• TRECHO CITADO:
┌────────
Vítima e algoz sustentam-se na crença nas figuras da subjetividadeluxo e subjetividade-lixo, na hierarquia que marca sua relação e, portanto, no valor superior da subjetividade-luxo, referência ideal para ambas. Na vítima, a subjetividade-luxo mobiliza admiração, identificação e inveja, aquilo que a psicanálise qualifica como “identificação com o agressor”. Por baixo tanto de sua reivindicação ressentida quanto do ataque vingativo há na verdade uma demanda dirigida à subjetividade-luxo tomada como modelo, demanda de valorização social, de reconhecimento, de pertencimento – ou seja, uma demanda de amor endereçada ao agressor.

O “acontecimento Lula” é o esgarçamento ao vivo da figura da vítima. Um corpo que fala desde um outro lugar: o lugar da apreensão da realidade viva do mundo como matéria-força, que se apresenta na subjetividade como sensação. Uma fala que, produzida desde esse outro lugar, é portadora da exigência e da liberdade de problematizar a configuração atual do mundo como matéria-forma. Um tipo de conhecimento que não se aprende na escola, nem mesmo na melhor das universidades, mas numa verdadeira exposição ao outro como campo de forças que afetam o corpo vibrátil, agitam e convulsionam a subjetividade, obrigando-a a criar novas cartografias de existência – por exemplo, um projeto político para um país. Lula se desloca portanto de uma posição que reduz o conhecimento do mundo às suas formas e, junto com isso, desloca-se de uma política de desejo que naturaliza a forma vigente e a hierarquia de valor social e de saberes que ela implica. Em sua fala não há mais nem lamento ressentido, nem ataque vingativo: a subjetividade-luxo perde integralmente seu poder como referência. Daí a serenidade da presença de Lula: nada a ver com marketing para forjar uma figura light de “paz e amor” visando tranqüilizar a elite, como quiseram seus opositores. É esta qualidade de presença que mobilizou pouco a pouco uma ampla adesão, pois o deslocamento da política de desejo que ela expressa é portador de uma potência de contaminação da subjetividade dos brasileiros, sobretudo da massa de subjetividade-lixo que chega a 90% da população do país. Tal deslocamento se autoriza, propaga-se e leva à vitória: dissolve-se o medo, uma fala viva começa a circular e uma inteligência coletiva se põe em movimento. [Embora o candidato adversário, em seu desespero pela perspectiva de seu fracasso, tenha agressivamente insistido no valor da formação universitária, tentando mobilizar o medo de ser comandado por quem não detém esse conhecimento – mobilização para a qual aliou-se à namoradinha do Brasil conservador -, estes argumentos perderam todo e qualquer poder de sedução.] Evidentemente, este não é um processo que começa com Lula; e mesmo se consideramos sua figura como uma força importante na genealogia deste deslocamento histórico, isto não começa com a campanha eleitoral em questão2.
└────────
• TAREFA PROPOSTA A: Transcreva, por favor, o trecho citado, começando em "Vítima e algoz" e seguindo até "endereçada ao agressor.".
• TAREFA PROPOSTA B: Resuma o trecho citado em duas frases.
Os dados não são necessários para nada do que se pede.

• CONJUNTO DE DADOS:
┌────────
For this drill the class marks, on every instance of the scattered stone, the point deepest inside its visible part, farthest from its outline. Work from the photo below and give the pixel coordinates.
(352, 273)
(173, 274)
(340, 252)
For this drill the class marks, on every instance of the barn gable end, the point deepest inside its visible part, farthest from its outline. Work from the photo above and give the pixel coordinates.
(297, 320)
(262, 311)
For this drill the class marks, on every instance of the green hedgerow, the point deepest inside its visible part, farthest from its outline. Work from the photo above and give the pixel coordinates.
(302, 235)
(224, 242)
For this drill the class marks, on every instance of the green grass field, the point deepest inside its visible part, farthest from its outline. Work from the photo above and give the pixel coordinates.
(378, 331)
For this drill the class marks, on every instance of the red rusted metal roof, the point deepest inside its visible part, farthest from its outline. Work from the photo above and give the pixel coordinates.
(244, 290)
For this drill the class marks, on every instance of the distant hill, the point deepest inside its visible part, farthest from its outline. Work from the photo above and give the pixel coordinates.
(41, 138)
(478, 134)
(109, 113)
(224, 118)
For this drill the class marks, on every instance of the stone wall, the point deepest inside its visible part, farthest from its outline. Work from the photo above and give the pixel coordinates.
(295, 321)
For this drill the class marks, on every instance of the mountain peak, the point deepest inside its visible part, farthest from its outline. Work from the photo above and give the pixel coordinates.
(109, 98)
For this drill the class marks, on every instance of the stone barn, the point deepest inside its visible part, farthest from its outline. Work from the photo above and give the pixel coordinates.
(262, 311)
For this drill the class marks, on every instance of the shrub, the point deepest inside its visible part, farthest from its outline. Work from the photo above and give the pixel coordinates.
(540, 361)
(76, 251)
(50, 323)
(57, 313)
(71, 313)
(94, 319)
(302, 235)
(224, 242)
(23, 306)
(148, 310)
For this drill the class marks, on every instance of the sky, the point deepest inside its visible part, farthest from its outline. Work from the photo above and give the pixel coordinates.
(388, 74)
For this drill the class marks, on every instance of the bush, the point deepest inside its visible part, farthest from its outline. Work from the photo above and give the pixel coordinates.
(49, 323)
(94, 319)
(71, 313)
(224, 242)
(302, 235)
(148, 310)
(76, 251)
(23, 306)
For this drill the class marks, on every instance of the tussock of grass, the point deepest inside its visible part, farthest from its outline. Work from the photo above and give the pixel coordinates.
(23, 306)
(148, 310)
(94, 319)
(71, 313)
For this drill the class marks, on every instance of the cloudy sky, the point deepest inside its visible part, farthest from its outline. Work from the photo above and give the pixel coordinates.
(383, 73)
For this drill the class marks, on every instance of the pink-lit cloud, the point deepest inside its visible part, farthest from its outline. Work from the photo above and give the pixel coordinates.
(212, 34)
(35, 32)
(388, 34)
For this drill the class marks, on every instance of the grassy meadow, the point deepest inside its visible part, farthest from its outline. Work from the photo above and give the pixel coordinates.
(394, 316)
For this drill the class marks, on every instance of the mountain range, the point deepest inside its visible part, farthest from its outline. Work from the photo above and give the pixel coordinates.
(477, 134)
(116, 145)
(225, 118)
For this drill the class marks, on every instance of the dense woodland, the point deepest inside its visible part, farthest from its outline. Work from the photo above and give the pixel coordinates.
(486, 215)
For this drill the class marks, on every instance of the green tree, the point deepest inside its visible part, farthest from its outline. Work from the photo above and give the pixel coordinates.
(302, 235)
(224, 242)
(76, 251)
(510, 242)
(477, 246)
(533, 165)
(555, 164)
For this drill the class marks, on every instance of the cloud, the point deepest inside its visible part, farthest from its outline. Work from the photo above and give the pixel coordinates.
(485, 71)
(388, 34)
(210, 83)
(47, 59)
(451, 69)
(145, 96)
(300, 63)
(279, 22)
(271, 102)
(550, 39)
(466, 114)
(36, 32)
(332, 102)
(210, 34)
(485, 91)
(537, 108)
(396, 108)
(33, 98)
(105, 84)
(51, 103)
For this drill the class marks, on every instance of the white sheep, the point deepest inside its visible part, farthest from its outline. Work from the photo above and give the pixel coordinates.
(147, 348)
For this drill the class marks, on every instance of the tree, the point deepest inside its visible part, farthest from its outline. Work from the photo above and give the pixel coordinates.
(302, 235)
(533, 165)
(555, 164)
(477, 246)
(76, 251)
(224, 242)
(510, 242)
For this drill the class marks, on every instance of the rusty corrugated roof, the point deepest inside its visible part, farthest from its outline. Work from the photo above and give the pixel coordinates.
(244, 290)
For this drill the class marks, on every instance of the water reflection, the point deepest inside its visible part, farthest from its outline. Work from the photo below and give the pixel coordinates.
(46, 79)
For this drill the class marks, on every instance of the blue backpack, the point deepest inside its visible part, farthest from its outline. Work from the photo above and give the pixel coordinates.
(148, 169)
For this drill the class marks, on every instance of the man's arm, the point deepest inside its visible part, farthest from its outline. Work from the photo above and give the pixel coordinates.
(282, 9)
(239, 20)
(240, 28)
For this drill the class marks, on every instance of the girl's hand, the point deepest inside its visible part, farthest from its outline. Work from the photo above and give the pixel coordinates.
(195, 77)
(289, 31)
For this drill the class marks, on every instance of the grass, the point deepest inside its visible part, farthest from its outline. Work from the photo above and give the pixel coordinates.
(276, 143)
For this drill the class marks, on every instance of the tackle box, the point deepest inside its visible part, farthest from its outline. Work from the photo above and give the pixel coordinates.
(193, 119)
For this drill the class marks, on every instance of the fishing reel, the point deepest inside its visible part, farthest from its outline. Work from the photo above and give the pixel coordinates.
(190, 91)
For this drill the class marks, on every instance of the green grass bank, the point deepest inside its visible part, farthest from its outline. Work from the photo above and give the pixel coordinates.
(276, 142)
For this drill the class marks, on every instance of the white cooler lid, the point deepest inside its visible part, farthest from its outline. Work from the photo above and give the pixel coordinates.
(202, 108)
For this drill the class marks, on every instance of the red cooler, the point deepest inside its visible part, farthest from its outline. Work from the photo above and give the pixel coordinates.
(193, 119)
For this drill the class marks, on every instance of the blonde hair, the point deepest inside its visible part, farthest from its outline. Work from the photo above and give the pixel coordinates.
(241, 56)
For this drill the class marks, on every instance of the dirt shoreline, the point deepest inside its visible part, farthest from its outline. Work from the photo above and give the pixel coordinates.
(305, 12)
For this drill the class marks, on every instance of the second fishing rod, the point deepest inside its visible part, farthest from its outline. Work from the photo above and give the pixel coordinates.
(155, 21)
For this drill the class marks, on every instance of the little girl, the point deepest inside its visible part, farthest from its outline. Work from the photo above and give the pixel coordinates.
└────────
• RESPOSTA A:
Vítima e algoz sustentam-se na crença nas figuras da subjetividadeluxo e subjetividade-lixo, na hierarquia que marca sua relação e, portanto, no valor superior da subjetividade-luxo, referência ideal para ambas. Na vítima, a subjetividade-luxo mobiliza admiração, identificação e inveja, aquilo que a psicanálise qualifica como “identificação com o agressor”. Por baixo tanto de sua reivindicação ressentida quanto do ataque vingativo há na verdade uma demanda dirigida à subjetividade-luxo tomada como modelo, demanda de valorização social, de reconhecimento, de pertencimento – ou seja, uma demanda de amor endereçada ao agressor.

• RESPOSTA B: Vítima e algoz se apoiam na crença na hierarquia entre subjetividade-luxo e subjetividade-lixo, e por baixo da reivindicação da vítima há uma demanda de amor endereçada ao agressor. O "acontecimento Lula" esgarça essa figura da vítima, pois em sua fala a subjetividade-luxo perde o poder como referência, e esse deslocamento da política de desejo mobilizou ampla adesão e levou à vitória.